:: Task instructions ::
Start at the line with "negative clicks: (188, 83) (185, 105)" and print every line through the end of the material below. Keep it exact and free of pictures.

:: Material shown ::
[Start of Attachment]

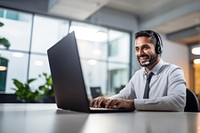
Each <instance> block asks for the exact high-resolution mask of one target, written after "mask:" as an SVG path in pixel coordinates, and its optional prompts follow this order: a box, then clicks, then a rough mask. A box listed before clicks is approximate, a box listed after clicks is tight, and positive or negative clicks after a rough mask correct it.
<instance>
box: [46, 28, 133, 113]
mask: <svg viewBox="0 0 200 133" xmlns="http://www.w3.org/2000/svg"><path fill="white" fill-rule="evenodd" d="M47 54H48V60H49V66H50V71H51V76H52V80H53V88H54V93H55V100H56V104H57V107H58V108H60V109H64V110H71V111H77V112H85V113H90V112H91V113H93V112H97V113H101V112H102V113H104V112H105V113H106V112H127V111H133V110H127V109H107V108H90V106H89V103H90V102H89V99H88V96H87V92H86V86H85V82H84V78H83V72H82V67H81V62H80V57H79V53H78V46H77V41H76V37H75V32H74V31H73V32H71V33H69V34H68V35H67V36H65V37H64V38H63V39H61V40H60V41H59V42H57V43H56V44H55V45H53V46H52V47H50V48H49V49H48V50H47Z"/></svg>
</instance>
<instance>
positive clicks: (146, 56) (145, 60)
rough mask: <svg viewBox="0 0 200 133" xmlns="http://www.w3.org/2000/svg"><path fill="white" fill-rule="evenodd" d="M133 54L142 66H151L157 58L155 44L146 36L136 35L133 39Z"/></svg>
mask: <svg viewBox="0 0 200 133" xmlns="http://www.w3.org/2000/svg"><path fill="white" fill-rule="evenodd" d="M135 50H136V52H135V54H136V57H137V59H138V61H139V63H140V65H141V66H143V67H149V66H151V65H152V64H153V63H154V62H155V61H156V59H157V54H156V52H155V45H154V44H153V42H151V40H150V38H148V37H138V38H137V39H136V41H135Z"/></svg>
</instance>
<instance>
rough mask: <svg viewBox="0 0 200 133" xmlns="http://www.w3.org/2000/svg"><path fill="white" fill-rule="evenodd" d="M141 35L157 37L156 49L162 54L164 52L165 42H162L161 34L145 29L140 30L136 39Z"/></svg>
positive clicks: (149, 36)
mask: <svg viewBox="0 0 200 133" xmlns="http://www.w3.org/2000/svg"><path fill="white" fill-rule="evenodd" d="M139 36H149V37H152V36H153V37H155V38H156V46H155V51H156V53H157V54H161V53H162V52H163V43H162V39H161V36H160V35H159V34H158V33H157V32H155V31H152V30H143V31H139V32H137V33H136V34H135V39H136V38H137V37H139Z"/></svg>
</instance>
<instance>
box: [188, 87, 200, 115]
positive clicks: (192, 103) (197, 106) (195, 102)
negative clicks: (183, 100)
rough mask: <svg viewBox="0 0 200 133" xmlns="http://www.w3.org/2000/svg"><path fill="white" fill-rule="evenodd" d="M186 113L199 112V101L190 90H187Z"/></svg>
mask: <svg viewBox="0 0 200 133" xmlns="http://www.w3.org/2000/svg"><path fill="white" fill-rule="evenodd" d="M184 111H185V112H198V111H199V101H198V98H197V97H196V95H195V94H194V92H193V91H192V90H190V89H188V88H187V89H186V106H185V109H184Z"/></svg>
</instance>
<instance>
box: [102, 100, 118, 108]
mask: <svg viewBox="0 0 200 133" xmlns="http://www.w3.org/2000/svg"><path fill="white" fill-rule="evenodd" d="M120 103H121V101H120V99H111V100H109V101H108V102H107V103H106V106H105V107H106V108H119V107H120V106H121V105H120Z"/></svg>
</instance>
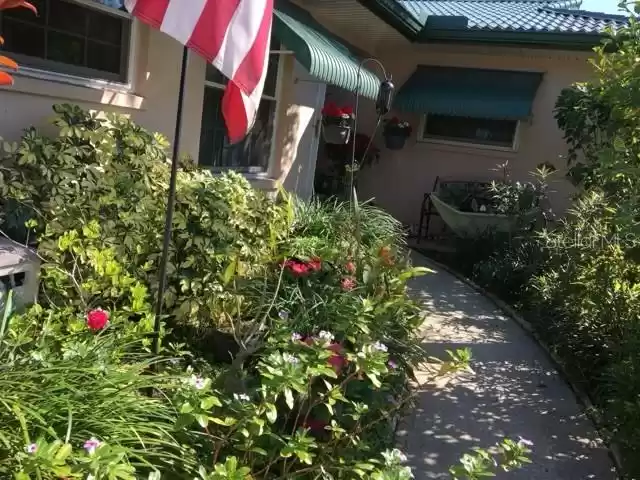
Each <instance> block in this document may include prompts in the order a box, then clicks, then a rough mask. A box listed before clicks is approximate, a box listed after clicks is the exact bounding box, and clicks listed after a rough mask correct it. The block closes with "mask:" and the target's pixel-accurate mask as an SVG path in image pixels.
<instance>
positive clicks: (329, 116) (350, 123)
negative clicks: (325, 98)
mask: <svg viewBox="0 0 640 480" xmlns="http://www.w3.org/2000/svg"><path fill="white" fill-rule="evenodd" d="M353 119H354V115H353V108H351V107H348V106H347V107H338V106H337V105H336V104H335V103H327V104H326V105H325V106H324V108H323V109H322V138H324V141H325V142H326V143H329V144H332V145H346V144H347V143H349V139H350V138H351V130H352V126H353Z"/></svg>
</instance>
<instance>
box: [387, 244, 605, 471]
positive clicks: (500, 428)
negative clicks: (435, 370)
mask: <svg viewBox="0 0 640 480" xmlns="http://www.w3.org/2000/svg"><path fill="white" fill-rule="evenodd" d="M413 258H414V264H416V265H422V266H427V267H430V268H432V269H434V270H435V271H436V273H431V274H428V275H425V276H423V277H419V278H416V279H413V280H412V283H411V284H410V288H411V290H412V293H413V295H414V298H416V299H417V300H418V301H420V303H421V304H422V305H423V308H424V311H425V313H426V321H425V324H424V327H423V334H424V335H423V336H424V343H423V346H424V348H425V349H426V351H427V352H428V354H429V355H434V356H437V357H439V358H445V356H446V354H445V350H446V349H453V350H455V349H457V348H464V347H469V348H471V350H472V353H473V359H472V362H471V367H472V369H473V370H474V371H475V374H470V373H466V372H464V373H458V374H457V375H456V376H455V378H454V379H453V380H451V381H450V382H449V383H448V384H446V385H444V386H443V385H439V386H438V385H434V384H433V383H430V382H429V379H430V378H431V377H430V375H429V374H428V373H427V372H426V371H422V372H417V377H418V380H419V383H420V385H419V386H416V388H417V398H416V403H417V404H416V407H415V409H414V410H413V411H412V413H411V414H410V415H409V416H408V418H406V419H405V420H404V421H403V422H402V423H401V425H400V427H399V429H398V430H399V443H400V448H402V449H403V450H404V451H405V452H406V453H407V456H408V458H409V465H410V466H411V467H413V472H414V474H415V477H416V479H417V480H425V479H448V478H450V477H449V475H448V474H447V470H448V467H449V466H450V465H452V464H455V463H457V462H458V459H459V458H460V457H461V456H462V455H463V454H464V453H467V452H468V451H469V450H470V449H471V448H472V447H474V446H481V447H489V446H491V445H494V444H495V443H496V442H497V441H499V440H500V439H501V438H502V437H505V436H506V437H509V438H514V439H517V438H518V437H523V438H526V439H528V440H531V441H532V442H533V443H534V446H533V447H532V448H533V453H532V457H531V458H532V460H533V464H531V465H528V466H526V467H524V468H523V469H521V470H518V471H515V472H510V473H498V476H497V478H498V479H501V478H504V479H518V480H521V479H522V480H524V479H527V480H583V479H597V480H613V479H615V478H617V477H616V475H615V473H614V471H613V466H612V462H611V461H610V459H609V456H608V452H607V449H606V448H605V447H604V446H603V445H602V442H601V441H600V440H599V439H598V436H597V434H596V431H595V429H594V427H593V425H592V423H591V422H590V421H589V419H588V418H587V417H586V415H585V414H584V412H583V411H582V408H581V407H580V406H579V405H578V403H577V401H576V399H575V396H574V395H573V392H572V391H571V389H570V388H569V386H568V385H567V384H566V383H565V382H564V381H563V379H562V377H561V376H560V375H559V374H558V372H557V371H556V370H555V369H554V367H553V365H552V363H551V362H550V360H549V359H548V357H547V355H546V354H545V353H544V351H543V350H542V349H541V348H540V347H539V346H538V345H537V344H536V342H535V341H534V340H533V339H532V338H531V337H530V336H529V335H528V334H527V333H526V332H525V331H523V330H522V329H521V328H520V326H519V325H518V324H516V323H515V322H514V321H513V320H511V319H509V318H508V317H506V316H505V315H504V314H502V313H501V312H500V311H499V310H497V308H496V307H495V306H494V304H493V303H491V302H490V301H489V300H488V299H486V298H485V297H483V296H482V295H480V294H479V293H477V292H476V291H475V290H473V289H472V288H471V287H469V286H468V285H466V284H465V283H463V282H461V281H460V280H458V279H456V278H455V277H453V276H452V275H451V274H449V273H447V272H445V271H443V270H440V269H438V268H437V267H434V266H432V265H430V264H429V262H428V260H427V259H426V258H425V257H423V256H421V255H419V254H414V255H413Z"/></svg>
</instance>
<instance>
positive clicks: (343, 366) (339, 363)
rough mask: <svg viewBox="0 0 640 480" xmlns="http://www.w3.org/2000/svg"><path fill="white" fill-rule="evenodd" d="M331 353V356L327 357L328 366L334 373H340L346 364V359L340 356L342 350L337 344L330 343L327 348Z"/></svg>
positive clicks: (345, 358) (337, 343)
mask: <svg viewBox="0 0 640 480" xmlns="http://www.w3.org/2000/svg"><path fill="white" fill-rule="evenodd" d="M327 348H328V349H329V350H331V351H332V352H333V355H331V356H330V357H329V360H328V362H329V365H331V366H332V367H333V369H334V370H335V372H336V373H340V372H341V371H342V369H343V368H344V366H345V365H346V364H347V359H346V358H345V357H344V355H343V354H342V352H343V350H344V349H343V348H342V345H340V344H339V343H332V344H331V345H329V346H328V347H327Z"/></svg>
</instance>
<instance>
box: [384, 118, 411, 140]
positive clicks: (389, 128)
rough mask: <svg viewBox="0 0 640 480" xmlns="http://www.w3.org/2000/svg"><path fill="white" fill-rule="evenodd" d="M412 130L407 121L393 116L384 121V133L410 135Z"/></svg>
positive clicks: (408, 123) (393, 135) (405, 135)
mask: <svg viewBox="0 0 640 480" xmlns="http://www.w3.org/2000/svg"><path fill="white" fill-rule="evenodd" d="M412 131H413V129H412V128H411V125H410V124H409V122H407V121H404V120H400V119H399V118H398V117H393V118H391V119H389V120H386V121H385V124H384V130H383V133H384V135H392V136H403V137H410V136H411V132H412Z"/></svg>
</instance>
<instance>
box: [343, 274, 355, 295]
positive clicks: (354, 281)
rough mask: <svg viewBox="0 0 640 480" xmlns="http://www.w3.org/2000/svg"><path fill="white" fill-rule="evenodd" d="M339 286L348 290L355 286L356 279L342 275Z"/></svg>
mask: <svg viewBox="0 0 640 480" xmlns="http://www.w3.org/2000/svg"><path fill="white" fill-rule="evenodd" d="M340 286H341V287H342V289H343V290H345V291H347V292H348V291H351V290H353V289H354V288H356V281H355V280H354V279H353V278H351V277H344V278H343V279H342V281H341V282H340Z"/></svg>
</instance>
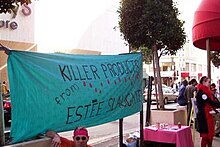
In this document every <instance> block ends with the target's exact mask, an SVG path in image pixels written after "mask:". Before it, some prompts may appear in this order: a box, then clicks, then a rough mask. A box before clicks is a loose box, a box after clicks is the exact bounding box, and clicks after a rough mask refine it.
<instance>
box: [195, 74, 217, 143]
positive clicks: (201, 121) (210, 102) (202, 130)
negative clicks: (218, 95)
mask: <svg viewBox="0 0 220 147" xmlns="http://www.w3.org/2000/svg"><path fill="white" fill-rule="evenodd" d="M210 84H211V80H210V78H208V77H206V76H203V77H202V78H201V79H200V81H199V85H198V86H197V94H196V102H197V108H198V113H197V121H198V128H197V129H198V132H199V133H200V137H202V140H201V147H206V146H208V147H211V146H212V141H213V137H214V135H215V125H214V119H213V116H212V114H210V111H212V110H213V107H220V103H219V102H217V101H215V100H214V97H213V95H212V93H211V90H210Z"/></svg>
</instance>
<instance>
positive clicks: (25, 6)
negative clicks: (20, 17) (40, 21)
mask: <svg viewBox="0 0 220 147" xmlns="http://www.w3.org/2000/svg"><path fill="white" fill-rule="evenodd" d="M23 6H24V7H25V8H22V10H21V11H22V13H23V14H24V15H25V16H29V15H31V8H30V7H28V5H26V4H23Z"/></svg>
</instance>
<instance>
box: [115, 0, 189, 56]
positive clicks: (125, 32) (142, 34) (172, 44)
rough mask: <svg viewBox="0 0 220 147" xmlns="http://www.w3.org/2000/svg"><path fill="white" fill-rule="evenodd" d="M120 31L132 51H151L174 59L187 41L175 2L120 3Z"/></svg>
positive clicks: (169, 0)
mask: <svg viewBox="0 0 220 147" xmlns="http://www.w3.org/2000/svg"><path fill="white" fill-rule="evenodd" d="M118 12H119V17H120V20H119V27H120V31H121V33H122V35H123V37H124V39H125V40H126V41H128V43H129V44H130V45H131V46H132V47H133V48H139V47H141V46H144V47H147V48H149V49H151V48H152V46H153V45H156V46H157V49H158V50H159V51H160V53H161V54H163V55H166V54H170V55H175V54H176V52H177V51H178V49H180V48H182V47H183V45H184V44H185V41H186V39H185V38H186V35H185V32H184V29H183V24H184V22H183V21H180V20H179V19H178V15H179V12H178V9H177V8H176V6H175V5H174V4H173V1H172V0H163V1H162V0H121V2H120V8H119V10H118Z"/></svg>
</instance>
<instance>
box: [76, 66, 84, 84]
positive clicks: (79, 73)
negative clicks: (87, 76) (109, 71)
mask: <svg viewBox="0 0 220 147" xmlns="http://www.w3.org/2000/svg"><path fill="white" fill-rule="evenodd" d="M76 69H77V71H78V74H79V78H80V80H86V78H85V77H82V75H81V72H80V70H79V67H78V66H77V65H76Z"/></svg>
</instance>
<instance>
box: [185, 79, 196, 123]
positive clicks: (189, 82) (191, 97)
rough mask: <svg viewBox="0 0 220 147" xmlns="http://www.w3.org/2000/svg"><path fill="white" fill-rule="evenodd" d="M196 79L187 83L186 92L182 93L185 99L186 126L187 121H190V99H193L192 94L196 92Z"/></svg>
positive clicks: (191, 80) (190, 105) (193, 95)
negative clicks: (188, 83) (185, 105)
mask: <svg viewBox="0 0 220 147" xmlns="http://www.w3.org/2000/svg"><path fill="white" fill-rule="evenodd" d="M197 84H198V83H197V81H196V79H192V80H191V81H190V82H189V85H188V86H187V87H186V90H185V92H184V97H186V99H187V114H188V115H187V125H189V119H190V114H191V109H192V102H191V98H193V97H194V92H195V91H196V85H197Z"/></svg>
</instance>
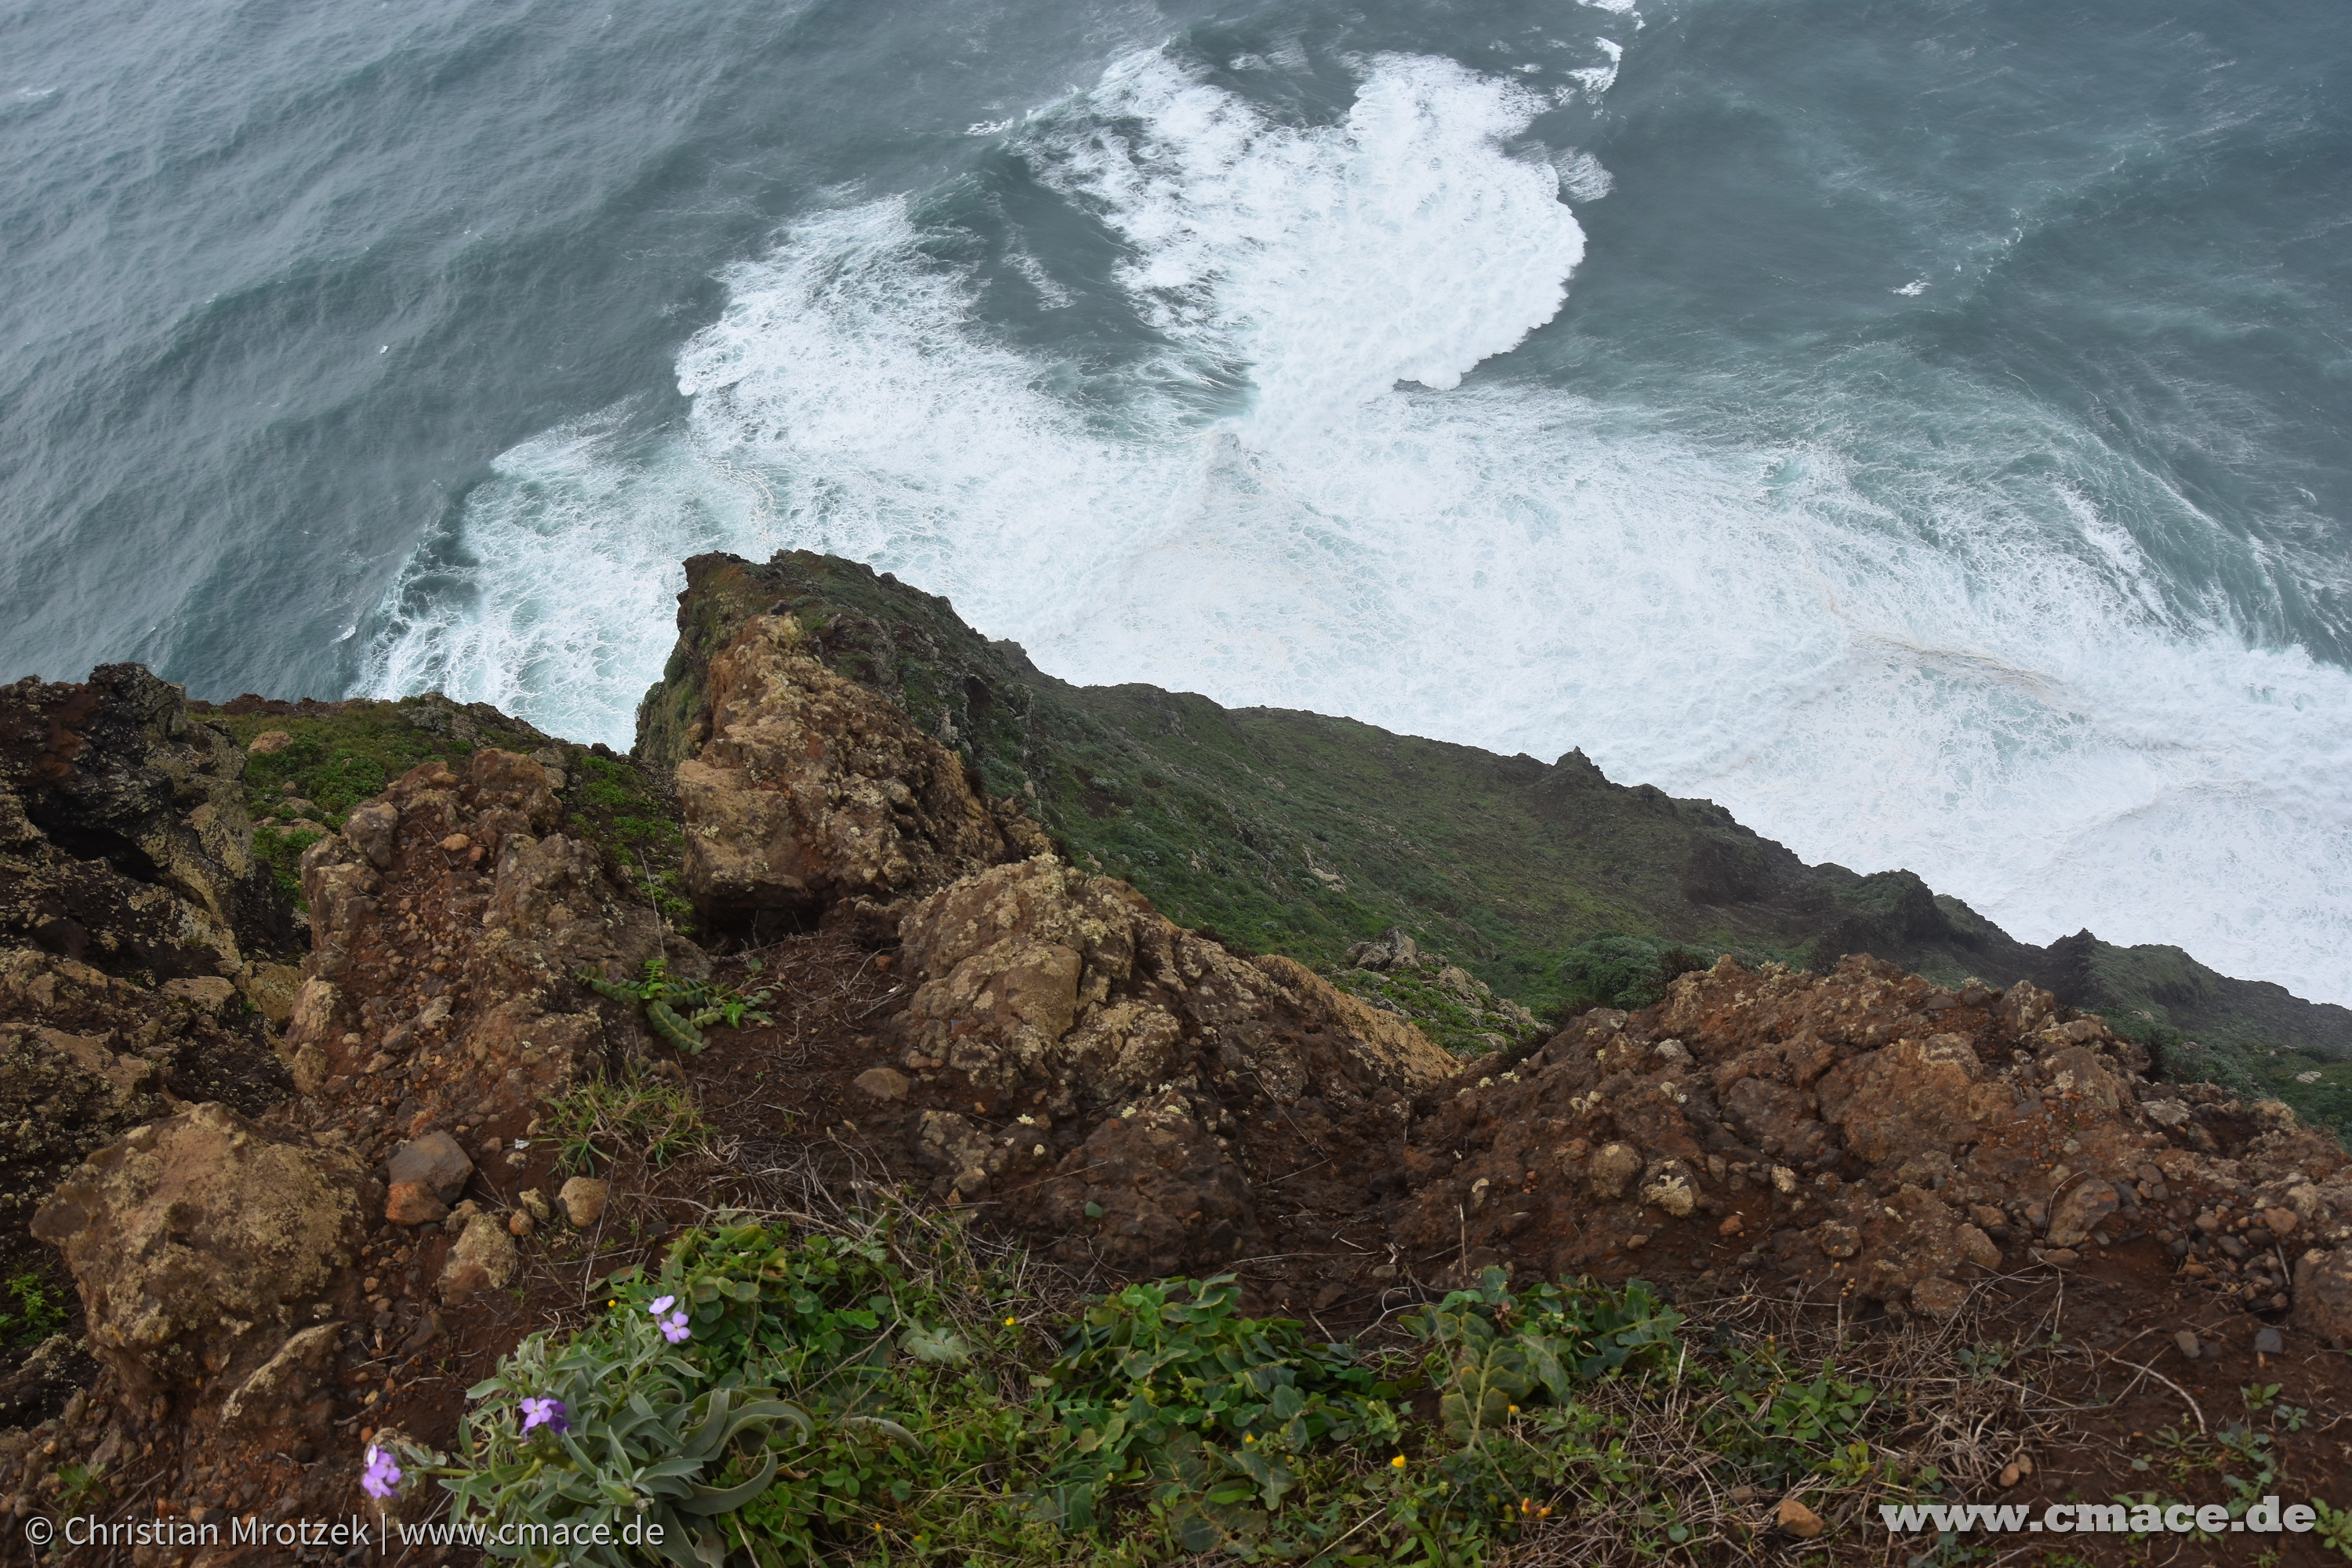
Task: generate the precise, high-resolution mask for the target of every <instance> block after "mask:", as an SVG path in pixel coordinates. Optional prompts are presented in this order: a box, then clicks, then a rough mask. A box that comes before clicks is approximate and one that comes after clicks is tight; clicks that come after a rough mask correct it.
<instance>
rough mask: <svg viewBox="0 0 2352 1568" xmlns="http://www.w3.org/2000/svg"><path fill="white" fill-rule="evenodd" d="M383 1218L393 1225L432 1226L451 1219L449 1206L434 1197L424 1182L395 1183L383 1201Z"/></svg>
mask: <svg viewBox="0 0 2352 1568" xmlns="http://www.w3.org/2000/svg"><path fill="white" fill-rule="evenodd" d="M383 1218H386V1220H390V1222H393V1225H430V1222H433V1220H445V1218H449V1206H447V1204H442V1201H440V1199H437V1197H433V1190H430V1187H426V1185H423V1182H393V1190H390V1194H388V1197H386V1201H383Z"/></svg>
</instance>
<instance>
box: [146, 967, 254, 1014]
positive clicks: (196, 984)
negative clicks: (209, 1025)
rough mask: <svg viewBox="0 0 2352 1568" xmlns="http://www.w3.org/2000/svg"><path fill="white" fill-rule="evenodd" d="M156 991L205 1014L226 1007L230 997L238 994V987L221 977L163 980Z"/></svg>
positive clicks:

[End of Attachment]

:: Task output ::
negative clicks: (188, 83) (185, 105)
mask: <svg viewBox="0 0 220 147" xmlns="http://www.w3.org/2000/svg"><path fill="white" fill-rule="evenodd" d="M197 84H198V83H197V81H196V79H192V80H191V81H190V82H189V85H188V86H187V87H186V90H185V92H184V97H186V99H187V114H188V115H187V125H189V119H190V114H191V109H192V102H191V98H193V97H194V92H195V91H196V85H197Z"/></svg>
</instance>
Task: generate the precise, high-resolution mask for the target of every <instance> block after "mask:", as an SVG path in pixel coordinates. Optional prompts are presented in this order: a box, then clicks, then a rough mask. A box that comes before clicks is approximate and one that comes after clicks is tight; clicks that come after a rough mask correct it.
<instance>
rough mask: <svg viewBox="0 0 2352 1568" xmlns="http://www.w3.org/2000/svg"><path fill="white" fill-rule="evenodd" d="M383 1218L393 1225L432 1226L451 1219L449 1206L434 1197L424 1182L395 1183L383 1201Z"/></svg>
mask: <svg viewBox="0 0 2352 1568" xmlns="http://www.w3.org/2000/svg"><path fill="white" fill-rule="evenodd" d="M383 1218H386V1220H390V1222H393V1225H430V1222H433V1220H445V1218H449V1206H447V1204H442V1201H440V1199H437V1197H433V1190H430V1187H426V1185H423V1182H393V1190H390V1194H388V1197H386V1201H383Z"/></svg>
</instance>
<instance>
box: [146, 967, 254, 1014]
positive clicks: (196, 984)
negative clicks: (209, 1025)
rough mask: <svg viewBox="0 0 2352 1568" xmlns="http://www.w3.org/2000/svg"><path fill="white" fill-rule="evenodd" d="M156 991L205 1014L226 1007L230 997L238 994V987L221 977L163 980Z"/></svg>
positive clicks:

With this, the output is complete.